• [CONSIGNES]:
a: Recopiez le passage du texte de lecture en commençant à « C’étaient un vieux » et en terminant à « qu’il y a ? ».
b: Réécrivez sous forme de liste, s'il vous plaît, le paragraphe du texte de lecture qui commence par « C'étaient un vieux monsieur », en gardant ses faits principaux.

• [TEXTE DE LECTURE]:
----------

On parvint pourtant à obtenir un peu de calme et de sérieux. Des
canapés, des chaises furent renversés pour figurer la scène, les décors
et les entrées. Le compositeur prit possession du piano et attaqua
vigoureusement le chœur des blanchisseuses. On en était à l’ensemble :
« Elle a du linge ! » quand deux personnages nouveaux et inattendus
parurent dans l’encadrement d’une porte.
C’étaient un vieux monsieur et une dame entre deux âges, le premier
très grand, très maigre, pourvu d’une longue barbe blanche, la seconde
petite, boulotte et rousse. La dame paraissait effarée, roulait des
yeux ronds qui ne comprenaient pas. Et le vieux monsieur agitait ses
grands bras et criait pour se donner du courage :
- Qu’est-ce que c’est ? Qu’est-ce qu’il y a ?
Mais on ne les avait pas vus, on ne soupçonnait pas leur présence et
l’on continuait à chanter :
Elle a du
linge !
Elle a du
linge !
tandis que le vieux piano, secoué par des mains brutales, déclinait
toute responsabilité quant à l’équilibre des objets d’art qu’on lui
avait confiés.
Les nouveaux venus finirent cependant par s’imposer à l’attention
générale. Les chants cessèrent brusquement, les attitudes se figèrent.
Seul, le pianiste qui ne pouvait rien voir, continuait à taper et
criait rageusement :
- Quoi ? Voulez-vous continuer ! « Il y a du linge Il y a du linge ! »
C’est assommant ! Allons, sapristi ! Reprenez-moi ça à l’entrée
d’Irma…
Un des auteurs lui frappa sur l’épaule :
- Arrête un instant, mon vieux : ce sont mes parents qui viennent
d’arriver.
Il se leva comme si un ressort l’avait fait surgir d’une boîte et, dans
son trouble, s’inclina respectueusement devant Suzanne qui lui dit :
- Non ! Là-bas, au fond, les estampes !

----------

• [JEU DE DONNÉES]:
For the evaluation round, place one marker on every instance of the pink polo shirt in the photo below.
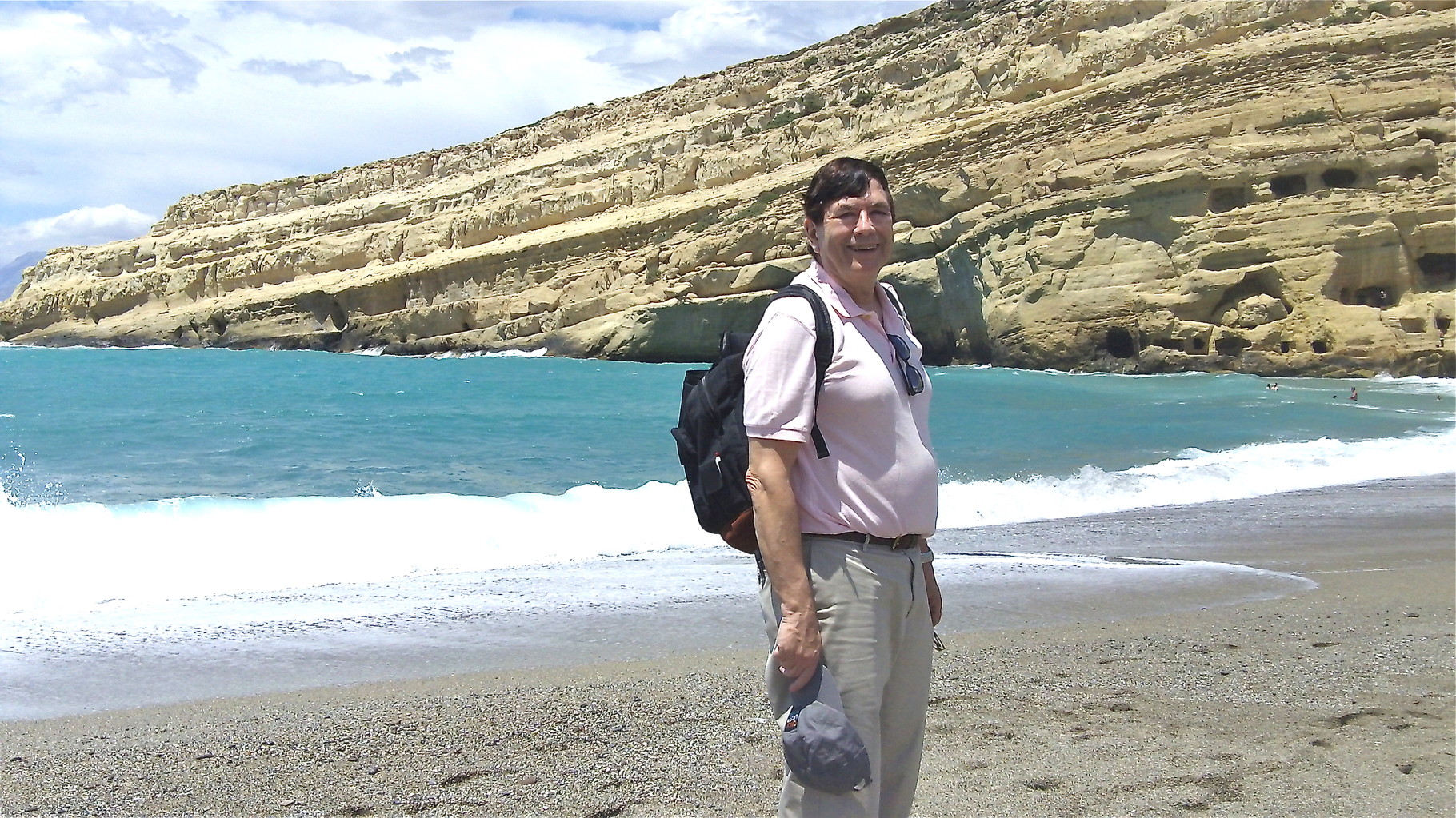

----------

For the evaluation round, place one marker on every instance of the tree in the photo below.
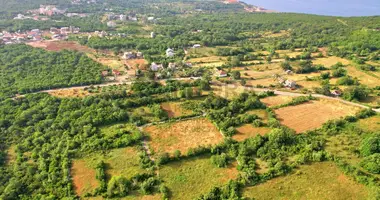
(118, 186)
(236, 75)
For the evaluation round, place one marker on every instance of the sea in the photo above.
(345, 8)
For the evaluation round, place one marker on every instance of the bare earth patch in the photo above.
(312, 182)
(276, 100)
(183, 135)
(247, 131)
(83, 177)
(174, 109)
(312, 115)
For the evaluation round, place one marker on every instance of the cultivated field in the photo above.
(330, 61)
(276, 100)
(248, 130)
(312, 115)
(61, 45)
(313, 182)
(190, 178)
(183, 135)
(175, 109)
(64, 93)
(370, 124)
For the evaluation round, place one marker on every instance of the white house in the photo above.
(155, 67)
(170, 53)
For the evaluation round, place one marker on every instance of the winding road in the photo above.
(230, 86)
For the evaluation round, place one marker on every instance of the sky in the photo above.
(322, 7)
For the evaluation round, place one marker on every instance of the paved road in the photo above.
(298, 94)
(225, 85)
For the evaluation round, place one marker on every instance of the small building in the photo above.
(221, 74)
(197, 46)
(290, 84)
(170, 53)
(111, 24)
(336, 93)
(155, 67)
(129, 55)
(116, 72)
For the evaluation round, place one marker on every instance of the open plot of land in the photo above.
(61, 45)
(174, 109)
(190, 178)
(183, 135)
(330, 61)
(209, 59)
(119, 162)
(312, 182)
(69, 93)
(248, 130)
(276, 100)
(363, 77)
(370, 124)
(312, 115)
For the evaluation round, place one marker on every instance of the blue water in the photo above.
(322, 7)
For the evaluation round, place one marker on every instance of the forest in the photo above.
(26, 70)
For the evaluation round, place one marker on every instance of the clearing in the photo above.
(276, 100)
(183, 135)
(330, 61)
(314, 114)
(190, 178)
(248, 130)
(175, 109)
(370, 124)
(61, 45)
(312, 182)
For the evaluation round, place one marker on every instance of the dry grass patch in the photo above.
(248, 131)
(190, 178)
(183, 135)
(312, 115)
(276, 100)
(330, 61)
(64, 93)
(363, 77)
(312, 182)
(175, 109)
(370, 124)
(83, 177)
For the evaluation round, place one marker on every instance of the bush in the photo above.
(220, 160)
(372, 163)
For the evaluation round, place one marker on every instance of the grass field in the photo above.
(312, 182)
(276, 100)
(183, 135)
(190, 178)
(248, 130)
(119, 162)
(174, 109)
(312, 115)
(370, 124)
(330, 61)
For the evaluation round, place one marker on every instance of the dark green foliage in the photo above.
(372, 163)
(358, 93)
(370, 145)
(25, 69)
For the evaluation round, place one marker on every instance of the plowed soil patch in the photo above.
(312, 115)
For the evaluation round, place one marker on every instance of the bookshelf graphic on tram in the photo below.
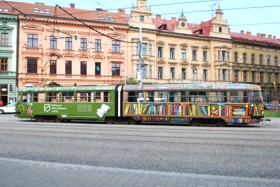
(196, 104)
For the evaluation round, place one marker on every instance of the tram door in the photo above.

----------

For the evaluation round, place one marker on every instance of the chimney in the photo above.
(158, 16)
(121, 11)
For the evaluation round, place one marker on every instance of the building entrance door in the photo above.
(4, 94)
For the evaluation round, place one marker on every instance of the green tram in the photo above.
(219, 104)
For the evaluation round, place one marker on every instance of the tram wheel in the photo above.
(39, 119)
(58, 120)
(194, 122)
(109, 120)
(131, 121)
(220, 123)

----------

• [CORRIGÉS]:
a:
C’étaient un vieux monsieur et une dame entre deux âges, le premier
très grand, très maigre, pourvu d’une longue barbe blanche, la seconde
petite, boulotte et rousse. La dame paraissait effarée, roulait des
yeux ronds qui ne comprenaient pas. Et le vieux monsieur agitait ses
grands bras et criait pour se donner du courage :
- Qu’est-ce que c’est ? Qu’est-ce qu’il y a ?

b:
- Deux personnes arrivent : un vieux monsieur et une dame entre deux âges.
- Le monsieur est très grand et très maigre, avec une longue barbe blanche.
- La dame est petite, boulotte et rousse.
- La dame a l'air effaré et roule des yeux ronds sans comprendre.
- Le monsieur agite ses grands bras et crie pour se donner du courage.